**Work to be completed**
In the records below, locate the line containing "Mark each instance of the leaf", then extract it and all following lines exactly, ending with the last line.

Start of Exercise material

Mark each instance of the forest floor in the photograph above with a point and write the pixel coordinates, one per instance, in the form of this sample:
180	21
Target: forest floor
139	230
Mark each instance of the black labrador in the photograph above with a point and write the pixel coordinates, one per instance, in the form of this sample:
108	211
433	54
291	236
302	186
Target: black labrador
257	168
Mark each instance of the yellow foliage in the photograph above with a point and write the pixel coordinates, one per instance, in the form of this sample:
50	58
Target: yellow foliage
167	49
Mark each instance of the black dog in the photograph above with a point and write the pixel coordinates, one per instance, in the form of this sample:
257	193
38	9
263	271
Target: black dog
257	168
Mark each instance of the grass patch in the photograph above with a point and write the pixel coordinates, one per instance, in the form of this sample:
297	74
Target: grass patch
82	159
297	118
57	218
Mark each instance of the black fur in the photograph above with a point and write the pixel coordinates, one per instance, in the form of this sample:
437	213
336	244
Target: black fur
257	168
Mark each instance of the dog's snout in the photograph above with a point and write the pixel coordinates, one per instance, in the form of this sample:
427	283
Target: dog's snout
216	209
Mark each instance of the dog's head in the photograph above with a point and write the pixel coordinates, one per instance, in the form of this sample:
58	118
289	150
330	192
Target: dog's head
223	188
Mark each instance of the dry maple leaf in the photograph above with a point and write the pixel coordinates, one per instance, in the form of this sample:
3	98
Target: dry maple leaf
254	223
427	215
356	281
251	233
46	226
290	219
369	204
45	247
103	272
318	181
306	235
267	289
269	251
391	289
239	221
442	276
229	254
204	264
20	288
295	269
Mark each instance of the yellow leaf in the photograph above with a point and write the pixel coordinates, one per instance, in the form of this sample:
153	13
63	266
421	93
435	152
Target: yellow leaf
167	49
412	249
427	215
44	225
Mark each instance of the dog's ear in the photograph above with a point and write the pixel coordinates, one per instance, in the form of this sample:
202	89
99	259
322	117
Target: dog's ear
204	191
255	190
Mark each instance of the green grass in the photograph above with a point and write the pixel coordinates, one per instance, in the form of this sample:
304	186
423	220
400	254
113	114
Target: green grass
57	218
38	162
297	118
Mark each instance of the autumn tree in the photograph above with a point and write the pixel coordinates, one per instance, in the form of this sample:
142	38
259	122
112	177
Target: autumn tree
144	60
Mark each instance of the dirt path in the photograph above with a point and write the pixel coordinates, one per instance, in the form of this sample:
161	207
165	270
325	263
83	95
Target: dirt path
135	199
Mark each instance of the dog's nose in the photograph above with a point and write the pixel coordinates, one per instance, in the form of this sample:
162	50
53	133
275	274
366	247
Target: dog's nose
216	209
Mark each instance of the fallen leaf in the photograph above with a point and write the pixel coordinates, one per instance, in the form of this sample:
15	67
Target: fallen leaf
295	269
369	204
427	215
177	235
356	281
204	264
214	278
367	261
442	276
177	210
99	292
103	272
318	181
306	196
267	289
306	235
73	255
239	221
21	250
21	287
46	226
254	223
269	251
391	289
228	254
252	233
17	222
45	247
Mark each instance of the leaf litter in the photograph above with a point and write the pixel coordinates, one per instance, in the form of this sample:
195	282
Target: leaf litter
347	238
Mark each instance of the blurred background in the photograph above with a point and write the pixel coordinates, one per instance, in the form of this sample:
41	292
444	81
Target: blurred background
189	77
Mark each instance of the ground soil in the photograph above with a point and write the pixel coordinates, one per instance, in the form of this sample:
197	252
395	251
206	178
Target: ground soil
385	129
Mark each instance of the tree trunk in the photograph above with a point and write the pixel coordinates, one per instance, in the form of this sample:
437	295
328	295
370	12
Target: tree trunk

End of Exercise material

**Written answer**
Mark each instance of the leaf litter in the photograph above with a point and write the pixel coordinates, one per instance, in the form of this sample:
195	282
Target: leaf litter
347	238
Mark each instance of the blurred background in the photograph above with a point and write the pixel coordinates, one per instance, in the form of this sample:
41	292
444	81
Target: blurred background
189	77
Mark each instance of the ground soil in the photograph above with a point and write the pixel coordinates, one per instance, in the form of this sample:
197	252
395	251
206	178
Target: ground soil
385	129
Mark each instance of the tree trunk in the photograph above with a point and write the pixel coordinates, one per instance, in the form of this sample:
437	295
328	295
370	12
Target: tree trunk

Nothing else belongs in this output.